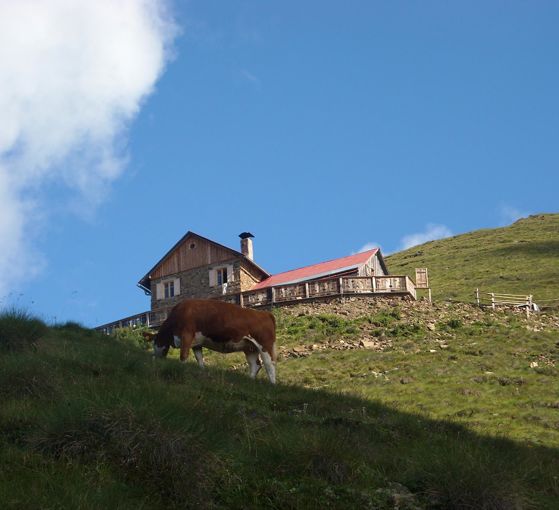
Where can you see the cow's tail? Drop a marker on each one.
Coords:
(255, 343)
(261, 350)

━━━━━━━━━━━━━━━━━━━━

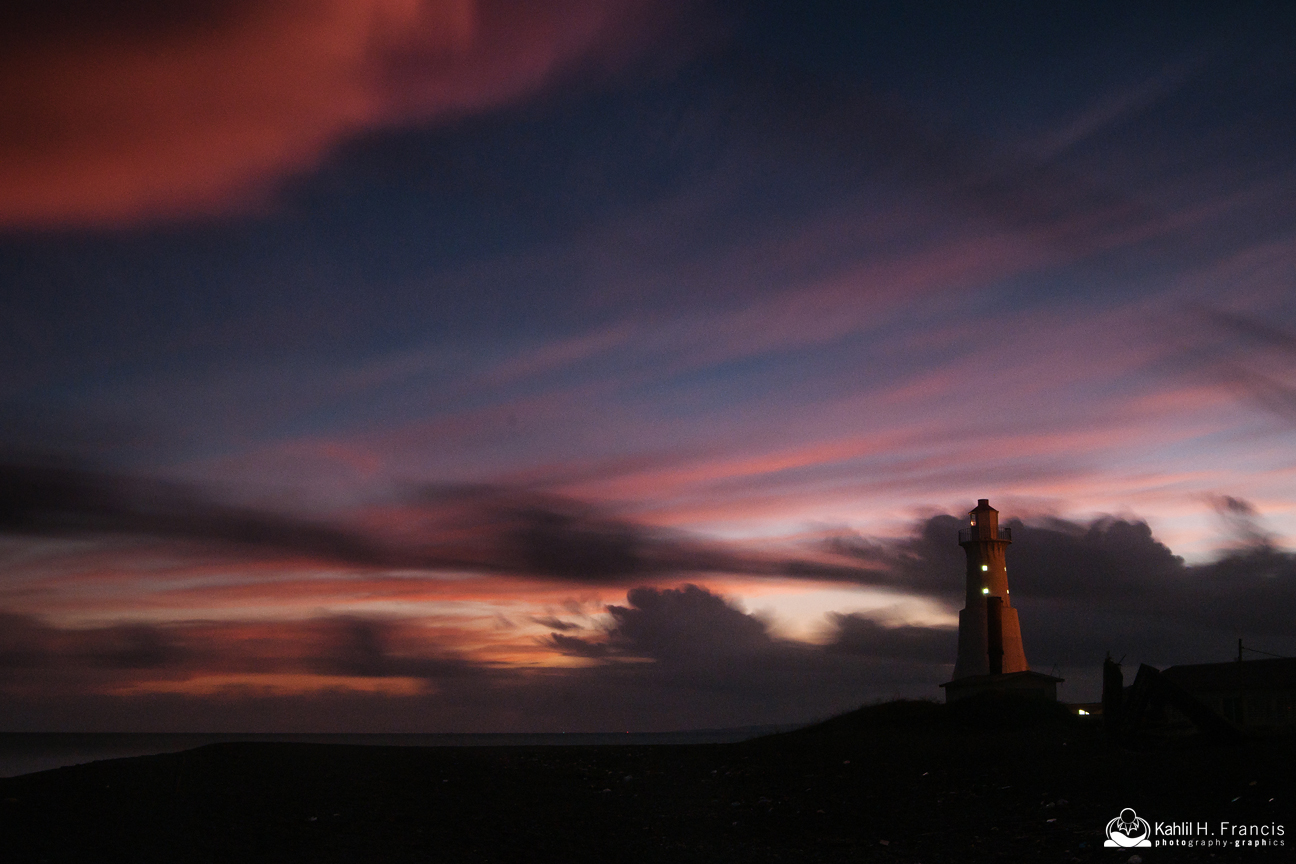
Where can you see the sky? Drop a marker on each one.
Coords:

━━━━━━━━━━━━━━━━━━━━

▶ What is being asked:
The result should be every line that contains "Drop", copied from the entries.

▶ Answer for this exercise:
Where can you see the cow's tail? Drop a marker on each one.
Where can you see the sky? Drop a marker on each one.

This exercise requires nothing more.